## TASK TO CARRY OUT
Look below for the line containing "Where can the black boot". Output it and each remaining line of the entries exactly, and nothing else.

┌──

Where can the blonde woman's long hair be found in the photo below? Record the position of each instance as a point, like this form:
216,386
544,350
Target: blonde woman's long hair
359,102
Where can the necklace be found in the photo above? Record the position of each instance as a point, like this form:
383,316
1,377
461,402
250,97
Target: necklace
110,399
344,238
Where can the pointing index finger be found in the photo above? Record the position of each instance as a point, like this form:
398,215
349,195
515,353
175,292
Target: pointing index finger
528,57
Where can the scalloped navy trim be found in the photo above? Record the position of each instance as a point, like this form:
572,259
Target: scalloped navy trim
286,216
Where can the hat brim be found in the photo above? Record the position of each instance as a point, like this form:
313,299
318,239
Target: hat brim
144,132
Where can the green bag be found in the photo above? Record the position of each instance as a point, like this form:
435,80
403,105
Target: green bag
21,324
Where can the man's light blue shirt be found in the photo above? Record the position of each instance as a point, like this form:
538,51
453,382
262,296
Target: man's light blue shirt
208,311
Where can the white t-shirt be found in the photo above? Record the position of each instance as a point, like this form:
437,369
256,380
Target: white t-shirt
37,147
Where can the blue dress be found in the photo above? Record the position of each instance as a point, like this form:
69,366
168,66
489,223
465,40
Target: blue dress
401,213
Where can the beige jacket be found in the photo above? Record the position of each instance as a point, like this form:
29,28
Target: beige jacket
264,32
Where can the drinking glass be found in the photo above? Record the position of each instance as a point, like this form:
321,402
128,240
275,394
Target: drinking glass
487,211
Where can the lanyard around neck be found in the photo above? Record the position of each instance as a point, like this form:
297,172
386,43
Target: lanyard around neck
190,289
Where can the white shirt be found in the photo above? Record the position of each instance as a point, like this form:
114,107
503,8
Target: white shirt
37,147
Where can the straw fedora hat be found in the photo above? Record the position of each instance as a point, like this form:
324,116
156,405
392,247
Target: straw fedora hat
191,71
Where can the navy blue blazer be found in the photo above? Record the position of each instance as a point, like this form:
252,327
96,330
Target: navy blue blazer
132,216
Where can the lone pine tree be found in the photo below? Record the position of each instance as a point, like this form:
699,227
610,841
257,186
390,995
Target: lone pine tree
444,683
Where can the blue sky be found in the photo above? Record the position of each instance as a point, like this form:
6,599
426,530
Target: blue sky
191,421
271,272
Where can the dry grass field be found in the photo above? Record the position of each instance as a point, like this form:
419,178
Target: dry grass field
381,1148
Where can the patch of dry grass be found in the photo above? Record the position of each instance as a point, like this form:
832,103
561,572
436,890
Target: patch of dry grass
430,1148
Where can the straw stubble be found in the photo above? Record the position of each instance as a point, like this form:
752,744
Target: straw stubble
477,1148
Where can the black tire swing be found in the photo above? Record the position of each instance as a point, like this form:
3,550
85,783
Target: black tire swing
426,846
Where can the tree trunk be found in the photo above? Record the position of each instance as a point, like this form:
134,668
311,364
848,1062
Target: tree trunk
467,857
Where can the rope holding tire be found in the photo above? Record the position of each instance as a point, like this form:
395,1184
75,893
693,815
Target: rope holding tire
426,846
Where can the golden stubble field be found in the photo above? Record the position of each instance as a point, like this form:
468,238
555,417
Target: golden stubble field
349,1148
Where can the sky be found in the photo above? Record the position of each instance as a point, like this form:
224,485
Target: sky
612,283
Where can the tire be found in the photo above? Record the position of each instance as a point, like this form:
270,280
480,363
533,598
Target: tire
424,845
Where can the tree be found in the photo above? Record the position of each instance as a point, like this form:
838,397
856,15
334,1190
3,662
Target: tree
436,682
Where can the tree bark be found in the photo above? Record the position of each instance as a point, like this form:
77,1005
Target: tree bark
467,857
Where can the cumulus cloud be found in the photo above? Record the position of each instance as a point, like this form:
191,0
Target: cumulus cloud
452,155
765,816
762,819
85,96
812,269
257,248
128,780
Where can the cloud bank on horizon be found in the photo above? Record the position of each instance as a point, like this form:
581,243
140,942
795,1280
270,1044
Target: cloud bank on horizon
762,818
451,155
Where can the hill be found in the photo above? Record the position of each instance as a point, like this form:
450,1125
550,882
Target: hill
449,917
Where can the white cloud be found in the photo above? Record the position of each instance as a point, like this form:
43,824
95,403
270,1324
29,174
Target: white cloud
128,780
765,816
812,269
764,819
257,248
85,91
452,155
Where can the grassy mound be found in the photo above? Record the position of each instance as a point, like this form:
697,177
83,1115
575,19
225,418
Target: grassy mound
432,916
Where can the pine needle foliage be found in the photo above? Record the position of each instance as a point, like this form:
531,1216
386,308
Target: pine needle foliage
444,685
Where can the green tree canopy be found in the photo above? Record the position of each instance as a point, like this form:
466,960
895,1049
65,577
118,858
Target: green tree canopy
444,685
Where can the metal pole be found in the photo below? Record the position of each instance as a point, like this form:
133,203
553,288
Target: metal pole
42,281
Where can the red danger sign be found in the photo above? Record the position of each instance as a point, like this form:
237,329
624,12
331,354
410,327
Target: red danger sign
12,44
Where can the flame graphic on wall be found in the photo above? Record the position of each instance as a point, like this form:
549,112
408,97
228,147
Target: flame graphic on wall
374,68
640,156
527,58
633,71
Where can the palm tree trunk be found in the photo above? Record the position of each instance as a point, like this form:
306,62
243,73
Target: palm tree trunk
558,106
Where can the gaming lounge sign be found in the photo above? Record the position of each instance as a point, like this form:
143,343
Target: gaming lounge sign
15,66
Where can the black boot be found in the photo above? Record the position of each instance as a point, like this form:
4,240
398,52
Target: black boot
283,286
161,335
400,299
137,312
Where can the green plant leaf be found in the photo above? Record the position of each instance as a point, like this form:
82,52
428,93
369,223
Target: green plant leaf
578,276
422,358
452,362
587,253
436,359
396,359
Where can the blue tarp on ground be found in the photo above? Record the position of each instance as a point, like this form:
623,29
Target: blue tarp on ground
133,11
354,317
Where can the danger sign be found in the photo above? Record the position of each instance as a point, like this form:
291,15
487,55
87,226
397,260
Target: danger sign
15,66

└──

## EXERCISE OUTPUT
Where can the black boot be found in the photo above? Record the position of each instance as a point, like this form:
4,240
398,52
Target: black boot
283,286
161,335
400,299
137,312
Where can the green plant leaf be found in the photo above? Record the position of each instance as a point, like this form:
82,52
428,93
369,223
Target: green plant leaf
578,276
422,358
452,362
587,253
436,359
396,359
Where can the blue tarp on ground be found in the photo above? Record the position of each instance as a point, like this form:
623,29
Target: blue tarp on ground
133,11
354,317
Where can the danger sign be found in the photo above? Record the position of each instance as a point, like this form:
291,15
487,55
87,226
397,260
Target: danger sign
15,66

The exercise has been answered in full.